**SOURCE TEXT**:
--

If the 50 per cent claim from Boswell were true, then the reaction from consumers would be a no-brainer – add more solar and battery storage and possibly even leave the grid. The economics on that are already finely balanced as it is, because so much of everyone’s bill goes to support ageing, superfluous and, in some cases, redundant infrastructure.

(Memo Boswell, Hawaii has prices approaching the level he is predicting for Australia, which is why the legislature just voted a mandatory 100 per cent renewable energy target by 2050. They are going forwards, not backwards)

Why the huge gap in knowledge? The answer is simple. Our politicians are lazy and they don’t even read.

Boswell admitted as much, when he criticised the Pope for intervening in the climate debate.

Had he read any of Pope Francis’ encyclical, he was asked by Brisbane Catholic archbishop Mark Coleridge. No, said Boswell, “I didn’t read it”. Not a single page. He’d only ever seen a snippet of a report on TV. The same could be said of so many of his colleagues, and even their advisors.

And when they do read, they find their information from doubtful sources, often obscure web-sites their advisors find on the internet, or from fossil fuel industry talking points – like Boswell’s suggestion that the Pope’s Encyclical would deprive people in India of electricity – and sometimes in the mainstream media.

Graham Lloyd, The Australian’s environmental editor who has campaigned so heavily against wind energy, was at it again on the weekend, in a lengthy piece criticising European subsidies.

It was full of the usual misconceptions and misrepresentations. Then he came up with this pearler, complaining about the “intermittency” of renewables.

“The proof of intermittency in Australia,” Lloyd wrote, “is the extent to which South Australia draws on brown-coal fired generators in Victoria to secure its electricity supply during times of low wind.”

Well, that’s the point of the grid. When one state is short of something, it imports electricity from elsewhere. On any given day, the stuff is flowing about the National Electricity Market in all sorts of directions – across Bass Strait, from Victoria to South Australia and back, and between NSW and Victoria and NSW and Queensland.

But here’s the interesting bit. South Australia – before it began its remarkable transformation into one of the world’s leading markets in wind and solar – drew much more heavily from Victorian brown coal generators when it had virtually no wind and solar than it does now with 40 per cent wind and solar.

--

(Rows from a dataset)
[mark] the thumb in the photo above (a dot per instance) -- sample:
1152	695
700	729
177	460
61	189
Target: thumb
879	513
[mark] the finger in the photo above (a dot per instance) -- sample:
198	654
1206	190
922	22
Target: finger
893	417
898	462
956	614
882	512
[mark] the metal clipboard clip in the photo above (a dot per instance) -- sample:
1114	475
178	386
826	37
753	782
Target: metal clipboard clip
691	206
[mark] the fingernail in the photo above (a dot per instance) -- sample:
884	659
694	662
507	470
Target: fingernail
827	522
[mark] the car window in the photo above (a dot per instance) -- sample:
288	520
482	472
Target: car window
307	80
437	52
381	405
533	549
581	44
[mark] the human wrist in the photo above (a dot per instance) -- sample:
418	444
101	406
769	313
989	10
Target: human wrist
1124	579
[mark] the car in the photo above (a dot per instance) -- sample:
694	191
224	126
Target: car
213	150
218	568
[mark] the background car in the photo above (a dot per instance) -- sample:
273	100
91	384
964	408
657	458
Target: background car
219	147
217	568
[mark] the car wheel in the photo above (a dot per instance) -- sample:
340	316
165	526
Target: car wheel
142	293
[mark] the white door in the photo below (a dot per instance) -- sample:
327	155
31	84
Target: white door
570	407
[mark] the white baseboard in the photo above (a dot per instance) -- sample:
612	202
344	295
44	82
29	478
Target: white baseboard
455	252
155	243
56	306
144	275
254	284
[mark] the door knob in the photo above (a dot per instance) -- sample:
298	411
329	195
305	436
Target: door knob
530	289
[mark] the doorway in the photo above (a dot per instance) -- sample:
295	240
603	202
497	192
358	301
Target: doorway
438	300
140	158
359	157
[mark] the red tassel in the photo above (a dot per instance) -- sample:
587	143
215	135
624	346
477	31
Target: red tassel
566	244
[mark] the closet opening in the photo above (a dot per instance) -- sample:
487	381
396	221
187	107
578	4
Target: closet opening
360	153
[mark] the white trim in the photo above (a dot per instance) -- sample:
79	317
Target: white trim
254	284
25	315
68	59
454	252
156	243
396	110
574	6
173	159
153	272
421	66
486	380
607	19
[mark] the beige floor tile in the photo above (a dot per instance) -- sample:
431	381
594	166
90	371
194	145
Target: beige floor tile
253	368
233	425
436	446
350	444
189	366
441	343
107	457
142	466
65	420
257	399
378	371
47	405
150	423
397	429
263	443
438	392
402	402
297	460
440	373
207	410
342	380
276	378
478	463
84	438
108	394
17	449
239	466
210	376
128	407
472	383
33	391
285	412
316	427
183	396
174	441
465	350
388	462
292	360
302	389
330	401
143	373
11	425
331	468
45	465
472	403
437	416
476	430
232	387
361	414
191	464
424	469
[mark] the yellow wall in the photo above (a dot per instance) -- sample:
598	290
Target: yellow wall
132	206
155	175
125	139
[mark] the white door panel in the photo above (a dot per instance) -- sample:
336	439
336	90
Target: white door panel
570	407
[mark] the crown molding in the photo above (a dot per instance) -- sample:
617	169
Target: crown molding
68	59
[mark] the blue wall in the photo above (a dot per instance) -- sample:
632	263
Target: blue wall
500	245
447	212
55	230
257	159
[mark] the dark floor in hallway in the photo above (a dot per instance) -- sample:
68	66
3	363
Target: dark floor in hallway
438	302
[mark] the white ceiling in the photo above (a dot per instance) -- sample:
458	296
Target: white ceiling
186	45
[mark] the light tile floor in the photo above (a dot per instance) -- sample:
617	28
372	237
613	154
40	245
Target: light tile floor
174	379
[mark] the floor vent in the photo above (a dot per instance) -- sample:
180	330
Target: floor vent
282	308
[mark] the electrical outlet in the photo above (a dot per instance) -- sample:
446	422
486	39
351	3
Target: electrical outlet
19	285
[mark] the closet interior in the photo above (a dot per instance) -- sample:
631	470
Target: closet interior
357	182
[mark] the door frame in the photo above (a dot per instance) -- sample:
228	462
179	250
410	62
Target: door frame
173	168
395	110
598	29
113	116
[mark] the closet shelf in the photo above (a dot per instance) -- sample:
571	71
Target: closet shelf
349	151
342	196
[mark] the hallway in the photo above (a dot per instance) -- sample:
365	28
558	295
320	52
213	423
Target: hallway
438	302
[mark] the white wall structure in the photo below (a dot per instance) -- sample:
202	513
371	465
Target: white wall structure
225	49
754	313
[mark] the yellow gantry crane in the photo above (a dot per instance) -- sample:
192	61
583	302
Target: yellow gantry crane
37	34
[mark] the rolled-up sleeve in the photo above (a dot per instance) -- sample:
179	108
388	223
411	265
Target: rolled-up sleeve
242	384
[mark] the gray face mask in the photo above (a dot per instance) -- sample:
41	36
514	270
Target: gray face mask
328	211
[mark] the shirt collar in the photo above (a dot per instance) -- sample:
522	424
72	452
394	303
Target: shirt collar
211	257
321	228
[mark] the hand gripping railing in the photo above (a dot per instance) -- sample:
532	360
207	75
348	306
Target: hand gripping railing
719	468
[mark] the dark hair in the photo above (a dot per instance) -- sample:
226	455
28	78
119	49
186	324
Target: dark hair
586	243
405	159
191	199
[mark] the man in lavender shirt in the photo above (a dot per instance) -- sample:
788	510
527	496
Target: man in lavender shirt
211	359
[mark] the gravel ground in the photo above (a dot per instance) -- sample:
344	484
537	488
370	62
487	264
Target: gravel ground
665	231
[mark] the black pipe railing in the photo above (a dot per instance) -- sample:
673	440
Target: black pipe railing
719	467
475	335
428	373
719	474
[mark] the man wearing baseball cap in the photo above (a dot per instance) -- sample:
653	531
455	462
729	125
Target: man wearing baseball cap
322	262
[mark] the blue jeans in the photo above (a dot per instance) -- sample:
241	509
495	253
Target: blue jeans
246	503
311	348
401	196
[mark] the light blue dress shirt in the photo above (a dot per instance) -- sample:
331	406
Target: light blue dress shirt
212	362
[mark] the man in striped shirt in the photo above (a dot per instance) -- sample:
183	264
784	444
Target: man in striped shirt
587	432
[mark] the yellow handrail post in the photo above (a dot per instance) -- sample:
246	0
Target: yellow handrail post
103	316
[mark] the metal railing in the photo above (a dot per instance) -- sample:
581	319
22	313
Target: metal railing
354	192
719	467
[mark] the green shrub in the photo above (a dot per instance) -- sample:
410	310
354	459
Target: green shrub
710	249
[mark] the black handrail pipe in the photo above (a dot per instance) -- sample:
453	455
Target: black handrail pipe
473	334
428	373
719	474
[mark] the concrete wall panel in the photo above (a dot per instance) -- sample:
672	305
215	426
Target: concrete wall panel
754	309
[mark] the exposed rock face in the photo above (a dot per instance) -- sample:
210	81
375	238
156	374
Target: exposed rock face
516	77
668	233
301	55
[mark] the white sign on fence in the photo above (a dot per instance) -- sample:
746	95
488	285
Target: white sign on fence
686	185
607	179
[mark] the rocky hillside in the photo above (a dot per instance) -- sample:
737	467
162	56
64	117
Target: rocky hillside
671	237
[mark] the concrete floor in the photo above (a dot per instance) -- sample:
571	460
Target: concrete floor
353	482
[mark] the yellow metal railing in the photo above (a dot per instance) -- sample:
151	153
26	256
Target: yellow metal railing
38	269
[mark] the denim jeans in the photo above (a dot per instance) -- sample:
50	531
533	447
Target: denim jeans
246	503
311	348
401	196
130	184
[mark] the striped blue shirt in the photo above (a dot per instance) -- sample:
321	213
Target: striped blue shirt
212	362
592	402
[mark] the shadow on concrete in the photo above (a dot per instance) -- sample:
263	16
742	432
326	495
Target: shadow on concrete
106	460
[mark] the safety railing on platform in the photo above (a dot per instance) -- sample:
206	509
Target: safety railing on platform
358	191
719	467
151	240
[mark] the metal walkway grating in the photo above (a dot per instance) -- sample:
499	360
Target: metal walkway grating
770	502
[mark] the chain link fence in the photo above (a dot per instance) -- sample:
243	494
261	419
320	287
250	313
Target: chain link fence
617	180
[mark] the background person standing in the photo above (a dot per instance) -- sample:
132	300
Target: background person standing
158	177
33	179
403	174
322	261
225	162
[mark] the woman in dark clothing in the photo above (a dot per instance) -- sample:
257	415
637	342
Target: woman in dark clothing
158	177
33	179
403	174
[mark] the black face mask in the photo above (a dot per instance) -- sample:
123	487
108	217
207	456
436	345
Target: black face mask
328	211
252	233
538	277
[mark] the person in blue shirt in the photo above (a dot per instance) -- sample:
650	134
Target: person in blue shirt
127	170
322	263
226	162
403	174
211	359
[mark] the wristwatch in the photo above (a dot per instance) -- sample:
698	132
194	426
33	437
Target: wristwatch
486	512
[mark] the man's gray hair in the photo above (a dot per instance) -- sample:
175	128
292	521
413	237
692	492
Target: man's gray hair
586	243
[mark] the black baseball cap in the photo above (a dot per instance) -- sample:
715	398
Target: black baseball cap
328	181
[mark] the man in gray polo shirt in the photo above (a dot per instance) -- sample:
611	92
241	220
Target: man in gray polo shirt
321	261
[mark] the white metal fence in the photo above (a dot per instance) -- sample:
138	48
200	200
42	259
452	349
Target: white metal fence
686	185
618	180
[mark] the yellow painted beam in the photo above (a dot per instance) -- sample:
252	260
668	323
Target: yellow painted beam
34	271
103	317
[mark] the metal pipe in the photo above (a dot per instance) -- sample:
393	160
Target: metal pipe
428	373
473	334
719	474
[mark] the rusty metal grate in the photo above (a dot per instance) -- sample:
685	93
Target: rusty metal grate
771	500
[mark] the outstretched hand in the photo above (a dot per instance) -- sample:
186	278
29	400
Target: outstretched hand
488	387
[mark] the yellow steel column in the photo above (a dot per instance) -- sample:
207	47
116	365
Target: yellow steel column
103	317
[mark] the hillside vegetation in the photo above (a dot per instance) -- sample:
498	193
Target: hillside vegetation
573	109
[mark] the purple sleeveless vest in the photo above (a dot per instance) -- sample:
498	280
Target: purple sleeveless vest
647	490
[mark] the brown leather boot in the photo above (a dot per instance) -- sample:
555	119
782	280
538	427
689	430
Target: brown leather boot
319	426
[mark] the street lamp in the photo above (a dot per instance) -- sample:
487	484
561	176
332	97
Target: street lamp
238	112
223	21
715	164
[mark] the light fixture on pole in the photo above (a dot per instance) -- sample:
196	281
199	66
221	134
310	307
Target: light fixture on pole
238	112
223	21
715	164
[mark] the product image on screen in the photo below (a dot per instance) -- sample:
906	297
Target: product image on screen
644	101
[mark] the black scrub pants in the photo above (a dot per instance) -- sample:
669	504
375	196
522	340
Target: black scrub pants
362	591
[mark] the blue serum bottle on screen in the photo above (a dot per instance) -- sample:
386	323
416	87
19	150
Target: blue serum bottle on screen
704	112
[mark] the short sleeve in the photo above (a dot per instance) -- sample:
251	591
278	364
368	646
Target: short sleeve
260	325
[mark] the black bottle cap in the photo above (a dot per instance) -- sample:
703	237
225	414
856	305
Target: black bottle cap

--

**SHORT PROBLEM**: Repeat word for word the passage of the article on energy policy starting at "But here’s the" and ending at "wind and solar.".

**REPLY TO THE TASK**:
But here’s the interesting bit. South Australia – before it began its remarkable transformation into one of the world’s leading markets in wind and solar – drew much more heavily from Victorian brown coal generators when it had virtually no wind and solar than it does now with 40 per cent wind and solar.